→ Source passage
Published Nov 13, 2001
RNKitty
280 Posts
Has anyone worked as an agency nurse on a strike assignment? Is it ethical (being a scab vs making the hospital for over big bucks for your salary) or worth it? We could really use the money, but I'm nervous about the working conditions and how those travelers are viewed by their fellow nurses.
RNPD
255 Posts
If you have to ask if it's ethical-I think you answered your own question. I don't recommend it and I consider any scab to be quite low. You're doing both the patients as well as the profession of nursing a big dis-service. The patients continue to get poor care when a facility is able to break a strike. The nurses continue to get screwed. Don't be a part of it-nothing is worth the money-and you need to work inhuman hours to get it. It's not worth an error that could cost you your license-or worse, a patient's life. The ANA has condemned scab nursing. I hope you make the right choice.

→ Things to do
1. Answer these questions about the forum thread on strike nursing:
(a) On what date was the thread published?
(b) How many posts does RNPD have?
(c) Which organization does the reply say has condemned scab nursing?
2. Copy the passage from the forum thread on strike nursing word for word, starting at "Published Nov 13, 2001" and ending at "their fellow nurses.".
None of the items are needed here.

Dataset entries:
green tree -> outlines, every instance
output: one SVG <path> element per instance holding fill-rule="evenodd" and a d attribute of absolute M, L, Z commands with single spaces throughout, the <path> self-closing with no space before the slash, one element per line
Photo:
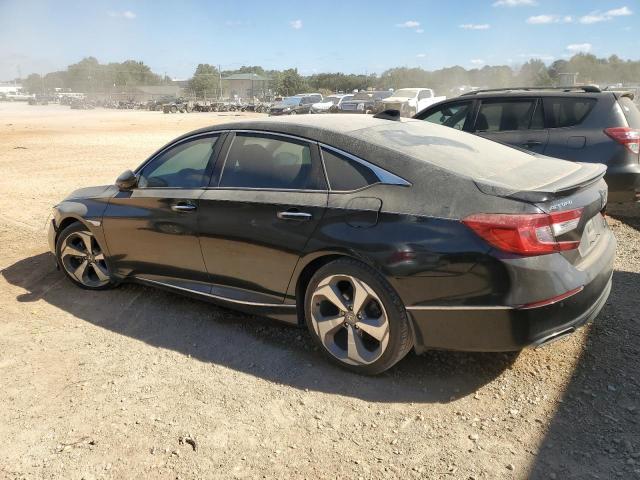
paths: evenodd
<path fill-rule="evenodd" d="M 213 65 L 201 63 L 189 81 L 189 88 L 196 97 L 217 97 L 220 86 L 220 72 Z"/>

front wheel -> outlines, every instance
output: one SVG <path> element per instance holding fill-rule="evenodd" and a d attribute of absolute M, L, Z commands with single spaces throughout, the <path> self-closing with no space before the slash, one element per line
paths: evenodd
<path fill-rule="evenodd" d="M 335 363 L 378 374 L 413 345 L 409 319 L 398 294 L 376 270 L 353 259 L 320 268 L 305 295 L 311 336 Z"/>
<path fill-rule="evenodd" d="M 104 290 L 113 286 L 104 250 L 81 223 L 69 225 L 60 232 L 56 257 L 65 275 L 79 287 Z"/>

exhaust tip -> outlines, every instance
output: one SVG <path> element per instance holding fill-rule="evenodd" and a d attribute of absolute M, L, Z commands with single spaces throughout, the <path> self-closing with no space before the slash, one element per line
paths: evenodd
<path fill-rule="evenodd" d="M 553 343 L 557 340 L 560 340 L 566 336 L 571 335 L 575 331 L 576 331 L 575 327 L 569 327 L 569 328 L 565 328 L 564 330 L 559 330 L 557 332 L 554 332 L 551 335 L 547 335 L 546 337 L 543 337 L 537 342 L 535 342 L 534 348 L 537 349 L 537 348 L 549 345 L 550 343 Z"/>

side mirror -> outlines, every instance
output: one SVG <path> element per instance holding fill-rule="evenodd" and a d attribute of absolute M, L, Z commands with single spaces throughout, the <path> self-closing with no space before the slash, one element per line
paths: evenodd
<path fill-rule="evenodd" d="M 116 179 L 116 187 L 121 192 L 131 190 L 138 184 L 138 177 L 131 170 L 125 170 L 120 174 L 120 176 Z"/>

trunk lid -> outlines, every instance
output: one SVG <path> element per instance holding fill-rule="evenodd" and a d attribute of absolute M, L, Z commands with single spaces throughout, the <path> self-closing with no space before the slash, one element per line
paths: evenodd
<path fill-rule="evenodd" d="M 606 167 L 591 163 L 579 165 L 580 169 L 566 177 L 531 190 L 506 192 L 502 195 L 495 187 L 479 184 L 478 188 L 489 195 L 533 204 L 550 215 L 580 210 L 577 224 L 567 222 L 559 226 L 555 236 L 559 242 L 580 242 L 577 249 L 560 253 L 572 264 L 577 265 L 594 249 L 607 228 L 604 209 L 608 195 L 607 184 L 603 179 Z"/>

→ Solutions for each task
1.
(a) Nov 13, 2001
(b) 255
(c) The ANA

2.
Published Nov 13, 2001
RNKitty
280 Posts
Has anyone worked as an agency nurse on a strike assignment? Is it ethical (being a scab vs making the hospital for over big bucks for your salary) or worth it? We could really use the money, but I'm nervous about the working conditions and how those travelers are viewed by their fellow nurses.